<<<<

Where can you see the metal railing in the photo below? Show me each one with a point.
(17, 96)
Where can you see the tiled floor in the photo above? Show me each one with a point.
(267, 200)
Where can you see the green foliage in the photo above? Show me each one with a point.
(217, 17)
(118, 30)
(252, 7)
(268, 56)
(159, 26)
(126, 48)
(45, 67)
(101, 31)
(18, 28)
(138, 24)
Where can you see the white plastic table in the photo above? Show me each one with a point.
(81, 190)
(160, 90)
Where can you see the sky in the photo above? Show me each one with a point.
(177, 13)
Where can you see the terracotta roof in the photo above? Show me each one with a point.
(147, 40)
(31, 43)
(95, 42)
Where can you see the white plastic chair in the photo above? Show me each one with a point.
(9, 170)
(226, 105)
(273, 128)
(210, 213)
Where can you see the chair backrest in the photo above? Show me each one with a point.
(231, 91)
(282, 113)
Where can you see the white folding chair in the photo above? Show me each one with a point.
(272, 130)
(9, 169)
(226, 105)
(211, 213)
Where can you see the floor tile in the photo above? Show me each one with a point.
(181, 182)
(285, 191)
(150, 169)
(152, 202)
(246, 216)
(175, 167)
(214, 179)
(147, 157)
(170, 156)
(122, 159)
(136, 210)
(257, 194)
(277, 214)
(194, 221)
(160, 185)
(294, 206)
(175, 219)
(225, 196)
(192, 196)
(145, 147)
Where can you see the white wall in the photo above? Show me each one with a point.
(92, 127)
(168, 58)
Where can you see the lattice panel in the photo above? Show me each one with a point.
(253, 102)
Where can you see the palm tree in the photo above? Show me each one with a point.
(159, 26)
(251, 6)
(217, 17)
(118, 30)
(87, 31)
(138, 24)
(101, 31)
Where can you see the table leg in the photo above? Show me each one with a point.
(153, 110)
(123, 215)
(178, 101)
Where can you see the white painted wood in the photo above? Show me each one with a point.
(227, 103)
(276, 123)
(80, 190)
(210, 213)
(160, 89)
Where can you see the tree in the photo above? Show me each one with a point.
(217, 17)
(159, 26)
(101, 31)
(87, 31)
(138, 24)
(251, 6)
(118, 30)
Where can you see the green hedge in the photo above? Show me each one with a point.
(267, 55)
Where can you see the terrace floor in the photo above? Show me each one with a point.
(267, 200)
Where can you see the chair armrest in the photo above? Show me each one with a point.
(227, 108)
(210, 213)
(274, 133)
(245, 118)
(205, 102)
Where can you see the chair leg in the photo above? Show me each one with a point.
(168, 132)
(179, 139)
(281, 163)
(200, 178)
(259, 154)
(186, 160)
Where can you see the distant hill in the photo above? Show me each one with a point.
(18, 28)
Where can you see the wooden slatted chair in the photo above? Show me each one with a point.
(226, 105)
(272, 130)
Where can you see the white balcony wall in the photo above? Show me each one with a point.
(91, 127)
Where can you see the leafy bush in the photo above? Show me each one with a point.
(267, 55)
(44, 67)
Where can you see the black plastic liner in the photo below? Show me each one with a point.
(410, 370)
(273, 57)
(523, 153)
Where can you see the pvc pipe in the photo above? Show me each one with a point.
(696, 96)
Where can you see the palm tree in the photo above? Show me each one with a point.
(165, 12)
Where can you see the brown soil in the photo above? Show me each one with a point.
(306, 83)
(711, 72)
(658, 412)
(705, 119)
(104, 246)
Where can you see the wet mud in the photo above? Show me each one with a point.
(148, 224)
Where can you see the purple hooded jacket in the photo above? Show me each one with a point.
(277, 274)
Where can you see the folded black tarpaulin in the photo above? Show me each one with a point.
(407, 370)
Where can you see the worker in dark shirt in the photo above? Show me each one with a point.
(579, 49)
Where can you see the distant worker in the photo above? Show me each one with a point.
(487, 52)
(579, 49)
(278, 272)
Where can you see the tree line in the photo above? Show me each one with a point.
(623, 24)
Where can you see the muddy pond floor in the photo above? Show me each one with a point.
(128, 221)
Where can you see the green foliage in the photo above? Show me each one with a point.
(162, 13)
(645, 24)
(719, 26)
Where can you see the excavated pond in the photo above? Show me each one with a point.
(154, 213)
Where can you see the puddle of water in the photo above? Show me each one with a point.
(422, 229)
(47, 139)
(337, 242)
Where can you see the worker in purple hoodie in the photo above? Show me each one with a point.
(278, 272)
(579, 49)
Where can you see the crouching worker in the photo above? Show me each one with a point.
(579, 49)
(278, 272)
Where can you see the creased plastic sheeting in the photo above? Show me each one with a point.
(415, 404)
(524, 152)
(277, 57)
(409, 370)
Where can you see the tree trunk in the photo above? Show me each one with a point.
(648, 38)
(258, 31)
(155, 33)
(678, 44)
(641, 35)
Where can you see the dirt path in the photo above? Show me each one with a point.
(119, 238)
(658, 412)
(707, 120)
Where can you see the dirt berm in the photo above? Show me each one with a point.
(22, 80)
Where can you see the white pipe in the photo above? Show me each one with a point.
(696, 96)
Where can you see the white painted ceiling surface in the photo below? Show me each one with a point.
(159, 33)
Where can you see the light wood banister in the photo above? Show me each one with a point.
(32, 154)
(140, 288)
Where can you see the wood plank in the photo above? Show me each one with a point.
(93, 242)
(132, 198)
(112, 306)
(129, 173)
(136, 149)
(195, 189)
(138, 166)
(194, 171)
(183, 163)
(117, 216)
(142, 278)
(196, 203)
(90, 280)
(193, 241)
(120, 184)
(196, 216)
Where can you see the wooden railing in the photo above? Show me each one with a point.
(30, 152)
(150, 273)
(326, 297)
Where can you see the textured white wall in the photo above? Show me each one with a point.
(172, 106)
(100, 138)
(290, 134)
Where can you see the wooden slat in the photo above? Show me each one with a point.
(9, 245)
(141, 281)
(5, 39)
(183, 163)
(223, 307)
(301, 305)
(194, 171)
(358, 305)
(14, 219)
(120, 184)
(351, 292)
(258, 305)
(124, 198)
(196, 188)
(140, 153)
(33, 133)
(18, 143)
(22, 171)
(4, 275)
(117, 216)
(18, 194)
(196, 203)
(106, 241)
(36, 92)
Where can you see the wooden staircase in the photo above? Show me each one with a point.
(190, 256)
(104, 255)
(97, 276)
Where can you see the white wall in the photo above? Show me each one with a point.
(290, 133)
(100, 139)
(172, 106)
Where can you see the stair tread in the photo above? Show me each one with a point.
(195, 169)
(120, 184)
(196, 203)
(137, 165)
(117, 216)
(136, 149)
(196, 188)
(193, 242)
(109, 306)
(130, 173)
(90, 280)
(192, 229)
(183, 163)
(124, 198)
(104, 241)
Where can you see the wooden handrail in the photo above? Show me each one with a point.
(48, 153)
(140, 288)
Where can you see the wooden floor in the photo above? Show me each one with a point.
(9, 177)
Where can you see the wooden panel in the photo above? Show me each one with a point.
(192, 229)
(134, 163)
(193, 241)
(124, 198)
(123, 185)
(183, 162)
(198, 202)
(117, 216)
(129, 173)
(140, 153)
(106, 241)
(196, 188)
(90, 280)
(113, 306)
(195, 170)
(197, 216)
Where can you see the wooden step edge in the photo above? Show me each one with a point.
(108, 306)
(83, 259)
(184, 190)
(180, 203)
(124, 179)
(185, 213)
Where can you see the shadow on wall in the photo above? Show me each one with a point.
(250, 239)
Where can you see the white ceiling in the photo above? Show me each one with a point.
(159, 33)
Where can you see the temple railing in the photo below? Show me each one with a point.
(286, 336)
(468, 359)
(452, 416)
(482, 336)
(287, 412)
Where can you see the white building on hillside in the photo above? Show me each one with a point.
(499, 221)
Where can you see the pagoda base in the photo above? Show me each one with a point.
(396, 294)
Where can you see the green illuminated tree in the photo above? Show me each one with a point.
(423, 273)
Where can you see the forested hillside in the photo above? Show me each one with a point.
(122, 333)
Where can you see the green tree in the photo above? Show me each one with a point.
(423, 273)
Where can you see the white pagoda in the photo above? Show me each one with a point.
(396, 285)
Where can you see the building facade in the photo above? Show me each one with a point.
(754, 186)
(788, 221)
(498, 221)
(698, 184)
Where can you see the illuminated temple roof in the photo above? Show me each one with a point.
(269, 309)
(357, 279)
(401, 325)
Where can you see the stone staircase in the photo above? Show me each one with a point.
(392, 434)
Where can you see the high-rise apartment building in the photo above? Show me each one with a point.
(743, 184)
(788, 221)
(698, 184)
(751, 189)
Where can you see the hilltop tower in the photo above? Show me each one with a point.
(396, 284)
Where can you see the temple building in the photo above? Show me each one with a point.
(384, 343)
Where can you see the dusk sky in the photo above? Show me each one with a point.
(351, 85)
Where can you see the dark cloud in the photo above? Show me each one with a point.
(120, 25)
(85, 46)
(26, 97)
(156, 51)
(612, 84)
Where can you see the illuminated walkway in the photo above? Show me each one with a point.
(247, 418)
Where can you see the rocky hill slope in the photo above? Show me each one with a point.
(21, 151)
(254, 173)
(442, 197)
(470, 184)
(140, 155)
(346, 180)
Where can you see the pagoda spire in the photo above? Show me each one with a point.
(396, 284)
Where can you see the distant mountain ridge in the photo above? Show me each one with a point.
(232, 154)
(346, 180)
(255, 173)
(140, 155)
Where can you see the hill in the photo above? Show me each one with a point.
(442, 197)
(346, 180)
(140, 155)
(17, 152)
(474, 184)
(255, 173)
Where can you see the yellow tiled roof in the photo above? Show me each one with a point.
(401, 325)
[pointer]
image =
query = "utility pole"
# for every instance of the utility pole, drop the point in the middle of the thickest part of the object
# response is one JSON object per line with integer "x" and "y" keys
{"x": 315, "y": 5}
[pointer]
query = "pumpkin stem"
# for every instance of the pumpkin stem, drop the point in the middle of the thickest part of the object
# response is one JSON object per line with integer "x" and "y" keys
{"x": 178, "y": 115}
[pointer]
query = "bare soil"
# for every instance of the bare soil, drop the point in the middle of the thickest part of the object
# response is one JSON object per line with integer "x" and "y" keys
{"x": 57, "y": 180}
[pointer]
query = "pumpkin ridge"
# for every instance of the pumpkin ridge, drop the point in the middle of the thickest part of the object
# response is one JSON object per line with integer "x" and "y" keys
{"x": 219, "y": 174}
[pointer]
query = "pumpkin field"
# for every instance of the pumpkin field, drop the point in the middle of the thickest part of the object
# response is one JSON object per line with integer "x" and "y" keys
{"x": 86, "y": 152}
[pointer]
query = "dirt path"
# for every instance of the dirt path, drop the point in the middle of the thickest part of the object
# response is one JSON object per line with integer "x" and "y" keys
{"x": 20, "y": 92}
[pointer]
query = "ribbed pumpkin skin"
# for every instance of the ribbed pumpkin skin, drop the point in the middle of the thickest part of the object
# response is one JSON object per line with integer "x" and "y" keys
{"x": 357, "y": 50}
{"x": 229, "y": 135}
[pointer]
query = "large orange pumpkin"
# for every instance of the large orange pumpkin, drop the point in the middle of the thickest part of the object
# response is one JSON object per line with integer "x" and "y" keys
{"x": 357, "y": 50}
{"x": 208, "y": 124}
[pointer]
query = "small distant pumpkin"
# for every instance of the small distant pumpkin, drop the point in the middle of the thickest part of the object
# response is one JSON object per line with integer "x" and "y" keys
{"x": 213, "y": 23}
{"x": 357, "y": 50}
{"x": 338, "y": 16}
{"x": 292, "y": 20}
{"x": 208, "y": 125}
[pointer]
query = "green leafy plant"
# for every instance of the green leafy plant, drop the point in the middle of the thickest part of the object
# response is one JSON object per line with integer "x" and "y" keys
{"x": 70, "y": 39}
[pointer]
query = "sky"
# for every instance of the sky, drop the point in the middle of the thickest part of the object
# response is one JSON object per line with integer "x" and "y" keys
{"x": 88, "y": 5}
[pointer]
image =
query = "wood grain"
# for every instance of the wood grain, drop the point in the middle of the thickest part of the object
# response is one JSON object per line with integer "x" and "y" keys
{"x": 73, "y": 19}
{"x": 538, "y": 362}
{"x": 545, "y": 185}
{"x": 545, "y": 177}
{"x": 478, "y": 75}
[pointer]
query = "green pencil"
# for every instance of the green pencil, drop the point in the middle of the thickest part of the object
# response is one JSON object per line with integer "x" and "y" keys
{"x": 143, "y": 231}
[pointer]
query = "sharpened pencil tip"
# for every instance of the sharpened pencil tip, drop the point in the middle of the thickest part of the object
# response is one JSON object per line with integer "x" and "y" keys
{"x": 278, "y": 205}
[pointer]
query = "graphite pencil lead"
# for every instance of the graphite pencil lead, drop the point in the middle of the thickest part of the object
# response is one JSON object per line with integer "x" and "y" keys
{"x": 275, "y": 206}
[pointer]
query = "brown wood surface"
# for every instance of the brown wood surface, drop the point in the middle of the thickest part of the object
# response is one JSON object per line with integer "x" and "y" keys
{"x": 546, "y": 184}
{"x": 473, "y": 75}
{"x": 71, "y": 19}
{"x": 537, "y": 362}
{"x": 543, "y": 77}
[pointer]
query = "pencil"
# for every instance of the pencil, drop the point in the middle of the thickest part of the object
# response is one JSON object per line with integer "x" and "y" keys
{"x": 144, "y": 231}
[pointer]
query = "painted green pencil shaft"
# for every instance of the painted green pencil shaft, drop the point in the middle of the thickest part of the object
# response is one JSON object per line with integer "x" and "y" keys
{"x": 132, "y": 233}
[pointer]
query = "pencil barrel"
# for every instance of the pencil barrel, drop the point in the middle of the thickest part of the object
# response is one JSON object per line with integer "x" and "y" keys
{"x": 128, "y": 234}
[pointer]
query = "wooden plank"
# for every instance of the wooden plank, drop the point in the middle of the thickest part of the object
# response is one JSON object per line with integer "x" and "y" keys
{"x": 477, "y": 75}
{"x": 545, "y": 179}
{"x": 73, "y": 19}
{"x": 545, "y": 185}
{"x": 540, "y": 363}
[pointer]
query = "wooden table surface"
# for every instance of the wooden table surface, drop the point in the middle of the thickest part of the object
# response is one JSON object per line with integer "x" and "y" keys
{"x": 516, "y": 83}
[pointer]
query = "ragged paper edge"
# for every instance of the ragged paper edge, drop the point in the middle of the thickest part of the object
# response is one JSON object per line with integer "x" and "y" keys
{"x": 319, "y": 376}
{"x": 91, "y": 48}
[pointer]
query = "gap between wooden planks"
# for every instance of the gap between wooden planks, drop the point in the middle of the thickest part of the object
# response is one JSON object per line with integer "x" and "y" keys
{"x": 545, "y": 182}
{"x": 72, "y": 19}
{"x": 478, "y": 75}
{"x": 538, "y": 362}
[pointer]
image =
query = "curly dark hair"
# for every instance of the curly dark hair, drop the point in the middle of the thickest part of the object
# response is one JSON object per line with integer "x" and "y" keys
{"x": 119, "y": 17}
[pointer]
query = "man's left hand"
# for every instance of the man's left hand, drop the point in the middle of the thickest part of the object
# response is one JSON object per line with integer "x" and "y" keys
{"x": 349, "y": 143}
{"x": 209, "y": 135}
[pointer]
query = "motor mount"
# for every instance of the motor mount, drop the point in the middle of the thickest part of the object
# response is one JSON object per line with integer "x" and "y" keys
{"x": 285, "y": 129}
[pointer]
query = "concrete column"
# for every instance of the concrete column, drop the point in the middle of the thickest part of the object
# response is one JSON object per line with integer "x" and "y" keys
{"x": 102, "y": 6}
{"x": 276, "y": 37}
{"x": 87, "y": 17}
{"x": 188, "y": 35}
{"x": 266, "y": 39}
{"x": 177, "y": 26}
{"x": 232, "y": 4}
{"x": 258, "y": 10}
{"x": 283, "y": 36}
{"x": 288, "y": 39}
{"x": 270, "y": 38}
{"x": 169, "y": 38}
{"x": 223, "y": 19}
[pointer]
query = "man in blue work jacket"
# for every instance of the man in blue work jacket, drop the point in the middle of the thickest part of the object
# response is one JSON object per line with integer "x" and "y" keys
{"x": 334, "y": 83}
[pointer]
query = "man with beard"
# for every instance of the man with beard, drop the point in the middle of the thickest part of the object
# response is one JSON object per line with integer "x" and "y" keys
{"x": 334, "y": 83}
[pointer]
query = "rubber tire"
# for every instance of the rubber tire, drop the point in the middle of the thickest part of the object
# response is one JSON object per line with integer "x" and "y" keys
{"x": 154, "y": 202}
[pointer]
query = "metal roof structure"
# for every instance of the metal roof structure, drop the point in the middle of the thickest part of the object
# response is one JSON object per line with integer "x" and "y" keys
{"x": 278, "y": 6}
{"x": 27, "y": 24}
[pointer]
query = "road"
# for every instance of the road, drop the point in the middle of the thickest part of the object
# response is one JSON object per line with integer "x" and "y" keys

>>>>

_Problem requirements_.
Count the lines of the records that contain the string "floor", treating uppercase and lowercase as different, and reply with the number alone.

_Exercise solution_.
5